Exercise goal:
How many lines of the records below contain the string "green", matching case exactly? Reply with the number only.

Data for this task:
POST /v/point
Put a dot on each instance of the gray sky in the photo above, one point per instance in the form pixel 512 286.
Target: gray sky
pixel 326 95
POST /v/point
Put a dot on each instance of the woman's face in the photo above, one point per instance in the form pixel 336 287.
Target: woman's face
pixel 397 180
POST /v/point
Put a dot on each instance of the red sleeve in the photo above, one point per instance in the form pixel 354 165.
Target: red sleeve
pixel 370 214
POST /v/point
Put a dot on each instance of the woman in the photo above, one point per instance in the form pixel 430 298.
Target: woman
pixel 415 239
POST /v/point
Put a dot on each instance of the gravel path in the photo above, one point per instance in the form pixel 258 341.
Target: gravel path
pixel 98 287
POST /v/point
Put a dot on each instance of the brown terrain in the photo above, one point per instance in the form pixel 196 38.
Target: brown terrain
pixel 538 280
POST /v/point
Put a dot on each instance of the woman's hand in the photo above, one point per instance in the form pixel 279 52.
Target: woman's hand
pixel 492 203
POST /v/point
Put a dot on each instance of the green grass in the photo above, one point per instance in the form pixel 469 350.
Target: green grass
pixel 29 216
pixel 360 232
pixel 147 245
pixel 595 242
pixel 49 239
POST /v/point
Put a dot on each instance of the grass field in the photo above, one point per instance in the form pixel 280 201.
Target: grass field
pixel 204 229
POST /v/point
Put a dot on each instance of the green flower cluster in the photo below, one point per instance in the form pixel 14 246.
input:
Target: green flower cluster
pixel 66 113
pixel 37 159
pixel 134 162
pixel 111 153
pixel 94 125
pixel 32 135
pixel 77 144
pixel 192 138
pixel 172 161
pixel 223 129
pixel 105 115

---

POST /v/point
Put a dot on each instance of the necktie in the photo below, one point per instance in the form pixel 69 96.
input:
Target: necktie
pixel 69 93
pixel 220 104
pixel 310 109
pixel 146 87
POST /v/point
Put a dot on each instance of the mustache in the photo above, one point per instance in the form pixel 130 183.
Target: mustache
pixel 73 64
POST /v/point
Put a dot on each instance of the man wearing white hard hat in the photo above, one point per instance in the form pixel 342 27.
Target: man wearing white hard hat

* * *

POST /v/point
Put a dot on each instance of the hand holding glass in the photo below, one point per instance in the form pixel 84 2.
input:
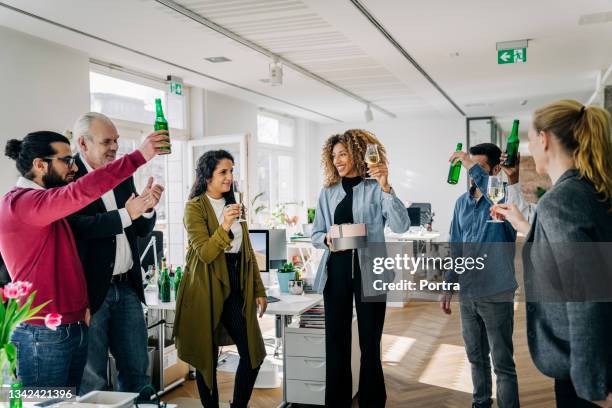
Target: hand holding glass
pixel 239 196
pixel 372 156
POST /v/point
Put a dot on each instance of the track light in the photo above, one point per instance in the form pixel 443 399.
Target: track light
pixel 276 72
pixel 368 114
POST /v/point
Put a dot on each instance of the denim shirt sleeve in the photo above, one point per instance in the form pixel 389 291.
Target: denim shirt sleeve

Correct result:
4